**Coordinate annotation records:**
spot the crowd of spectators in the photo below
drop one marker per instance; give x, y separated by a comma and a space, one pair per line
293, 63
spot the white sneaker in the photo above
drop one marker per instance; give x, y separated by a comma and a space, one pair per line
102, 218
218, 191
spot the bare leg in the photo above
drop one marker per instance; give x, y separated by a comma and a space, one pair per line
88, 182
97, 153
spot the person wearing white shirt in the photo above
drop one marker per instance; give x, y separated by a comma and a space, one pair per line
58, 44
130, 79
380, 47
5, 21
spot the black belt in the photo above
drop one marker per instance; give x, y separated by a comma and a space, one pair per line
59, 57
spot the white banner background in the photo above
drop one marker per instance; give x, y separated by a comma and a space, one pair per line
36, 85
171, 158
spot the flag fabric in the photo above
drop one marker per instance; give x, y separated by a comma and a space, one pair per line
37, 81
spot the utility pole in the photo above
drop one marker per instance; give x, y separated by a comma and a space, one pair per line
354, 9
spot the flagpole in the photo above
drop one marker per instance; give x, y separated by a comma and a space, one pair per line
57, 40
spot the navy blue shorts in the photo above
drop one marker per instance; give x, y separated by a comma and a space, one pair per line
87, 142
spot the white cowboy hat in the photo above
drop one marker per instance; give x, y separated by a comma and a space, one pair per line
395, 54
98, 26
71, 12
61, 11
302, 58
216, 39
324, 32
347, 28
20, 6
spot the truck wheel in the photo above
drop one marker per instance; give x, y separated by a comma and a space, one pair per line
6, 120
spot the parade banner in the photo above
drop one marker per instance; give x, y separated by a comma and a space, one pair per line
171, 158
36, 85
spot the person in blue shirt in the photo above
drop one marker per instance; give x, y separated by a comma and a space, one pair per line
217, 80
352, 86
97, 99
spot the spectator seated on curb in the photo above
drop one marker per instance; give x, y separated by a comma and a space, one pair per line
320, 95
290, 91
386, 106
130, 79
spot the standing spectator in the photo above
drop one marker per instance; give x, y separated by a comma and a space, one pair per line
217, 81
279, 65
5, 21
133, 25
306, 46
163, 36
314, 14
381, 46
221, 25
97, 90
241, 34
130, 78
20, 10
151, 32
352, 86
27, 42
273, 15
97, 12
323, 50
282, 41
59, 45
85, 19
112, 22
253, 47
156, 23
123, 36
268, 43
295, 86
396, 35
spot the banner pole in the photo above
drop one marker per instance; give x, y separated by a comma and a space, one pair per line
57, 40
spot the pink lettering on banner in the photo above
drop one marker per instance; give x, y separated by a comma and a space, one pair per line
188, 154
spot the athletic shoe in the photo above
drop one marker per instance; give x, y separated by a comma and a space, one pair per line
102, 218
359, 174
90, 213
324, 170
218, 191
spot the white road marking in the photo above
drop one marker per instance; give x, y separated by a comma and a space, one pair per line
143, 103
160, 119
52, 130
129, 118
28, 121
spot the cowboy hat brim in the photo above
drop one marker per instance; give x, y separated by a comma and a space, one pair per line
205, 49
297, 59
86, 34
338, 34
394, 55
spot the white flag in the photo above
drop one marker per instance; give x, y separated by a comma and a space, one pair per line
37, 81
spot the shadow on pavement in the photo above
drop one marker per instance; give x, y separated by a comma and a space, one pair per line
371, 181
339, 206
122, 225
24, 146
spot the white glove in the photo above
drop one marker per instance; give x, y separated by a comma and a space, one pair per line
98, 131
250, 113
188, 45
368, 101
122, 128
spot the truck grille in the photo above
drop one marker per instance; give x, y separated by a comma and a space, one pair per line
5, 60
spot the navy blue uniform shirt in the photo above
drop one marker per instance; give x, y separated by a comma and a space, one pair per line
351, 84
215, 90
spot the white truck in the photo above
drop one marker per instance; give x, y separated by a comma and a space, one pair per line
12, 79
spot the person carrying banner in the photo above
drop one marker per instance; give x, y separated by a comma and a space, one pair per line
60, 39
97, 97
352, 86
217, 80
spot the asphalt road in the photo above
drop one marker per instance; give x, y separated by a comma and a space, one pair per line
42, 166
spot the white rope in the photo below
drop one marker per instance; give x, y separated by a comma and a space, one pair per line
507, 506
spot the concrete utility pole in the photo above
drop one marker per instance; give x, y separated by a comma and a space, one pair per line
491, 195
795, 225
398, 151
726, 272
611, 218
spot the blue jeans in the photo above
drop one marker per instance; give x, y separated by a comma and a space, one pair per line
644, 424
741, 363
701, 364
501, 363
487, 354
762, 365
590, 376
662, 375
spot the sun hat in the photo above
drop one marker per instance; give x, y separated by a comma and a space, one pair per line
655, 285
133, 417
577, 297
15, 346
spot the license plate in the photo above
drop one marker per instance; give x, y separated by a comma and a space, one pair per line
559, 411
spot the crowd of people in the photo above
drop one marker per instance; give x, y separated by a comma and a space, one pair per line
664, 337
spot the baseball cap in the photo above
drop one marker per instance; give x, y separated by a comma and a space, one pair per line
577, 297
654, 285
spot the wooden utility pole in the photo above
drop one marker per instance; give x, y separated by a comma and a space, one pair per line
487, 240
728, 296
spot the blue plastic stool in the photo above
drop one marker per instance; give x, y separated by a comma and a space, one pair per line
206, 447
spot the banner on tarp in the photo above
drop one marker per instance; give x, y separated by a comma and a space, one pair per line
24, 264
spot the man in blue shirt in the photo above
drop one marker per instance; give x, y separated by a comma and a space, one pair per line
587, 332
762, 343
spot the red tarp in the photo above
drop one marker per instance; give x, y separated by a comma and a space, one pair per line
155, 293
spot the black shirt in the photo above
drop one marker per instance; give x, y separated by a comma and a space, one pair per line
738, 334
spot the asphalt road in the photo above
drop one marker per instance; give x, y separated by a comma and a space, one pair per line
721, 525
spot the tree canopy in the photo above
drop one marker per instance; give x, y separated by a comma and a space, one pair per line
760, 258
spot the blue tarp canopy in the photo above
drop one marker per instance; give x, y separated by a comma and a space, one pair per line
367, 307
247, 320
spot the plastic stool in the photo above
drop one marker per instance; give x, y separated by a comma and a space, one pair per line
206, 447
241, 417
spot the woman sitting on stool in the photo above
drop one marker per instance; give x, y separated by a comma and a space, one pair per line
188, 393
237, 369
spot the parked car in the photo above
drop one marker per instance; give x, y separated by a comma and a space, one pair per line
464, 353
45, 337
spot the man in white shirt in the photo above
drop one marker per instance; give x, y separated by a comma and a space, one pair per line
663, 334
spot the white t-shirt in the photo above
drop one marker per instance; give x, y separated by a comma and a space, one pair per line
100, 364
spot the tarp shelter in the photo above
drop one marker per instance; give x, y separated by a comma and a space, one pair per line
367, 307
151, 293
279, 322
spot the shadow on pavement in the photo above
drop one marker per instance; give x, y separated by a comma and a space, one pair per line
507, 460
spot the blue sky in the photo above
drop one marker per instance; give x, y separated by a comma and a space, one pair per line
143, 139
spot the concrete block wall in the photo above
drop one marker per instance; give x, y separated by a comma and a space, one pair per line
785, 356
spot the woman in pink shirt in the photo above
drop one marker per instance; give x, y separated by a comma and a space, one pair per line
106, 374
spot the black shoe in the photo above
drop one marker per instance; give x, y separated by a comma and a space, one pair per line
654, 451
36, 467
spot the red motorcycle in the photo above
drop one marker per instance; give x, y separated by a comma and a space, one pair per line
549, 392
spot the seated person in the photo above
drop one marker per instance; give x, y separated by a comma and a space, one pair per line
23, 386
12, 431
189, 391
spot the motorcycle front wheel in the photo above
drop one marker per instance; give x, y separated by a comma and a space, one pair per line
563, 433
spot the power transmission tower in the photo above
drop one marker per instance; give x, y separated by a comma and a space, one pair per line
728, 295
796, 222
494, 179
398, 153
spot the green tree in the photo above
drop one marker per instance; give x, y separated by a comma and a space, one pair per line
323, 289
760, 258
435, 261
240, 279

**Instructions to follow:**
Reproduce the material above verbatim, every line of it, with nothing altered or left out.

**Worked solution:**
spot the crowd of spectators in the photo below
drop one marker per instance; give x, y separated by a comma and a space, one pair per line
293, 63
spot the white sneaker in the photo above
drop one marker per instance; give x, y separated by a comma and a space, one pair per line
102, 218
218, 191
spot the bare leg in the photo above
drop one marker per instance; give x, y separated by a comma and a space, one pair per line
88, 182
97, 153
spot the person wearing white shirt in the photo above
drop one marker per instance; give x, y separated by a comma and a space, one pair per line
58, 44
130, 79
380, 47
5, 21
spot the black belt in the photo above
drop one marker per instance; give x, y separated by a comma and a space, one pair per line
59, 57
spot the white banner background in the photo above
drop one marker per instance; give x, y separated by a comma and a space, one pair per line
36, 85
171, 158
spot the flag fabric in the photo above
drop one marker per instance; give x, y separated by a comma and a space, one pair per line
37, 81
spot the utility pole in the photo above
drop one marker per instance; give x, y separated by a comma and a space, one pair per line
354, 9
spot the flagpole in the photo above
drop one marker per instance; give x, y separated by a comma and a space, one pair per line
57, 40
spot the navy blue shorts in the photo above
drop one marker per instance; give x, y separated by a comma and a space, one pair per line
87, 142
spot the white cowboy hat in the photo above
drop one marker per instance; give x, y separated by a comma and a space, one pair per line
395, 54
98, 26
71, 12
61, 11
302, 58
216, 39
324, 32
347, 28
20, 6
spot the truck wheel in the photo above
drop one marker per instance; give x, y separated by a comma and a space, one pair per line
6, 120
spot the parade banner in the photo above
drop one marker per instance; give x, y separated by a comma and a space, one pair per line
171, 158
36, 85
spot the person in blue shirt in the photo above
drop one marker per instance; give x, y separated by a comma and a space, one pair per line
217, 80
352, 86
97, 99
spot the spectator seated on curb in the photo above
drop one marker per instance; give x, y separated by a comma and a space, one pair per line
320, 95
290, 91
386, 106
130, 79
spot the standing spectator in the photo above
drop one marker per instance; give x, y separated by a comma and a space, one pair per line
217, 81
279, 65
5, 21
133, 25
306, 46
163, 36
314, 14
381, 46
221, 25
97, 90
241, 34
130, 78
20, 10
151, 32
352, 86
27, 42
273, 15
97, 12
323, 50
282, 41
59, 45
85, 19
112, 22
253, 47
156, 23
123, 36
268, 43
295, 86
396, 35
spot the banner pole in the photo above
drop one marker per instance; give x, y separated by a comma and a space, one pair per line
57, 40
spot the pink lettering on banner in the photo above
drop one marker per instance; give x, y separated by a comma and a space, one pair per line
188, 154
spot the athletic shoe in the photo above
drop one marker per instance; give x, y separated by a comma and a space, one pair per line
102, 218
359, 174
90, 213
324, 170
218, 191
spot the white road marking in the photo above
drop one marker per instance; give x, y separated by a comma and a space, one pair per line
143, 103
160, 119
52, 130
129, 118
28, 121
spot the cowboy hat brim in the photo above
drop one marker per instance; give x, y separated by a comma and a space, one pair per line
205, 49
297, 59
86, 34
338, 34
394, 55
spot the white flag in the photo above
drop one marker per instance; give x, y separated by a comma and a space, one pair per line
37, 81
spot the shadow on pavement in the photo above
drop one marker per instance; give x, y separated by a comma and a space, one pair per line
371, 181
339, 206
122, 225
24, 146
spot the white glove in the photo above
drop one marker per instance; give x, y separated by a comma and a space, one pair per line
98, 131
250, 113
188, 45
368, 101
122, 128
spot the truck grille in the photo above
drop one marker per instance; give x, y separated by a comma and a space, one pair per line
5, 60
spot the navy blue uniform shirt in the photo above
drop one marker per instance; give x, y separated by a comma and a space, one pair per line
351, 84
215, 90
spot the white truck in the photo above
drop one marker per instance; give x, y separated by a comma and a space, one pair per line
12, 79
spot the person carrying banner in the photo above
drop one marker per instance; give x, y separated by a comma and a space, one pair per line
60, 39
97, 97
352, 86
217, 80
spot the asphalt road in the photo above
drop one marker per instance; give x, y separated by a comma and a space, one pair per line
42, 166
spot the white rope in the photo below
drop one marker per instance; give x, y separated by a comma and a space, one pair per line
507, 506
spot the concrete utility pole in the photo above
drop one marker per instance; give x, y separated by a comma and a space, one pair per line
491, 195
795, 225
398, 151
726, 272
611, 218
spot the blue jeans in the photo above
drop one marker per instance; give x, y separated by a comma and a space, one pair per line
644, 424
741, 363
701, 364
501, 363
487, 354
762, 365
590, 376
662, 375
spot the sun hat in the photo above
drop one marker per instance; give x, y separated by a comma and a space, one pair per line
655, 285
133, 417
577, 297
15, 346
spot the license plate in the photo above
drop one marker per instance; give x, y separated by a comma and a space, one pair per line
559, 411
spot the crowd of people in the photo above
drop one marker per instance; give x, y separated by a comma and a space, one pair per line
664, 337
spot the baseball cap in the photo above
drop one marker per instance; give x, y separated by a comma and a space, one pair per line
577, 297
654, 285
spot the wooden utility pole in the photo above
drop one marker per instance; give x, y separated by a comma and a space, one pair per line
487, 240
728, 296
spot the blue plastic stool in the photo above
drop one marker per instance; give x, y separated by a comma and a space, one pair per line
206, 447
spot the banner on tarp in the photo above
drop one marker per instance; give x, y separated by a comma and a space, one pair per line
24, 264
spot the man in blue shirt in the photo above
drop one marker per instance; give x, y separated by a comma and a space, one pair per line
587, 332
762, 343
spot the red tarp in the photo above
drop one marker per instance; give x, y separated by a comma and a space, one pair per line
155, 293
spot the black shirt in the photo above
drop one marker per instance; give x, y separated by a comma and a space, one pair per line
738, 334
spot the asphalt road in the photo above
drop one marker per instance; give x, y separated by a comma and a space, one pair per line
721, 525
spot the tree canopy in the photo above
drop one marker per instance; give x, y separated by a comma and a space, one pair per line
760, 258
spot the blue tarp canopy in the photo above
drop one marker per instance; give x, y separated by a comma and a space, one pair per line
367, 307
247, 320
spot the plastic stool in the photo above
drop one marker per instance; give x, y separated by a comma and a space, one pair per line
206, 447
241, 417
spot the woman sitting on stool in the photo above
drop one marker per instance; give x, y separated by a comma and a space, one pair per line
188, 393
237, 369
spot the parked car in the photo above
drop one marker per instance; give x, y separated by a comma and a space, one pair per line
464, 353
45, 337
spot the man in white shirt in the photo above
drop one marker per instance; give x, y separated by a comma and a space, one pair per line
663, 334
spot the white t-shirt in the photo above
drop one marker per instance; give x, y separated by a comma and a space, one pair per line
100, 364
spot the tarp shelter in the photo above
drop one marker per instance; give x, y separated by a comma and a space, one pair per line
367, 307
151, 293
279, 322
spot the shadow on pavement in the photo above
drop one marker per instance; give x, y separated by a comma and a space, one pair per line
507, 460
spot the blue sky in the photo above
drop one marker per instance; give x, y separated by a comma and a space, one pair per line
143, 139
spot the concrete block wall in the photo above
drop one marker per instance; give x, y separated by a comma and a space, one pair per line
785, 356
spot the woman in pink shirt in the photo above
drop one marker per instance; give x, y separated by a comma and a space, one pair per line
106, 374
spot the black shoe in the photo above
drop one marker per instance; give x, y separated by a comma and a space, one pair per line
654, 451
36, 467
spot the red motorcycle in the photo above
drop one marker per instance; give x, y separated by a comma and a space, one pair per line
549, 392
spot the seated person in the photo above
drop one marker per instance; give x, y separated by a comma and a space, one pair per line
23, 386
12, 431
189, 391
spot the motorcycle front wheel in the photo above
drop one marker per instance; give x, y separated by a comma and a space, one pair per line
563, 433
spot the power transmission tower in the photo above
drop one marker per instance; give x, y separated by a comma and a space, one pair per line
728, 295
796, 222
494, 179
398, 153
spot the green tree in the photo above
drop one marker per instance; give x, y separated by a comma and a space, one pair per line
323, 289
760, 258
435, 261
240, 279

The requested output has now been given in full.